(Beginning of Available data)

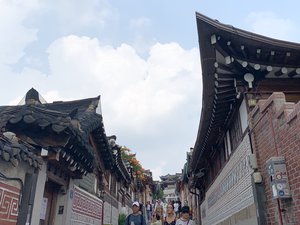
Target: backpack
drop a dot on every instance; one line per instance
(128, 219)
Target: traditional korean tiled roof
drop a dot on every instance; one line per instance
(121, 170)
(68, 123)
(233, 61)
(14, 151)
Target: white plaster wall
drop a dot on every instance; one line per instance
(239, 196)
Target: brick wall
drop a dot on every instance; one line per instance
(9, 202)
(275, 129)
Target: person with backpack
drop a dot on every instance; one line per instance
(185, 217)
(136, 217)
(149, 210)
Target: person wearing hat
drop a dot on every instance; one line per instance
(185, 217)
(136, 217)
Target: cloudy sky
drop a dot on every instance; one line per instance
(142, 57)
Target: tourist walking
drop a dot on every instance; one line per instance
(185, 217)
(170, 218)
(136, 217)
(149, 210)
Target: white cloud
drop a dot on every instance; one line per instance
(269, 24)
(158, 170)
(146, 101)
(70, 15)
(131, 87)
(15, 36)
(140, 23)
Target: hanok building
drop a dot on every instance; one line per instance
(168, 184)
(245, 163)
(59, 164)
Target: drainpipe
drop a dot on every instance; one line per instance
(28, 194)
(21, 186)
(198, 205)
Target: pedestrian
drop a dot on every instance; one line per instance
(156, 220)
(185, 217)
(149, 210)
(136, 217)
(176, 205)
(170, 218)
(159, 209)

(End of Available data)

■ Problem description: Only the text of the records above is to be reproduced, exactly as given; the pictures are dropped.

■ Result of the task:
Target: backpack
drop a dot on every instance; one line per instance
(128, 219)
Target: traditional korean tiled roof
drop a dot on every instance; one line per instance
(121, 170)
(68, 123)
(233, 61)
(14, 151)
Target: white plaster wall
drop a dot on every instance; one line per instance
(239, 196)
Target: brick wall
drop a dot on every instance; one line per instance
(9, 202)
(275, 129)
Target: person with backpack
drop a dot on every instance; one line per instance
(185, 217)
(136, 217)
(149, 210)
Target: person wearing hat
drop a dot on every instance; one line per instance
(185, 217)
(136, 217)
Target: cloudy sky
drop a dot on every instance; one line per instance
(142, 57)
Target: tourist walking
drop a dot on every instance; one line per instance
(185, 217)
(170, 218)
(136, 217)
(149, 210)
Target: white cloud
drop a dot on every instance; one line per instance
(269, 24)
(158, 170)
(146, 101)
(70, 15)
(131, 87)
(15, 36)
(140, 23)
Target: hanok building
drop a dot on every instance; one line per instance
(168, 184)
(245, 163)
(59, 164)
Target: drainpipe
drop a dot on every instance; one line per instance
(28, 194)
(21, 186)
(198, 205)
Target: pedestrian
drop a dot on every instance; one line per instance
(156, 220)
(185, 217)
(149, 210)
(136, 217)
(176, 205)
(170, 218)
(159, 209)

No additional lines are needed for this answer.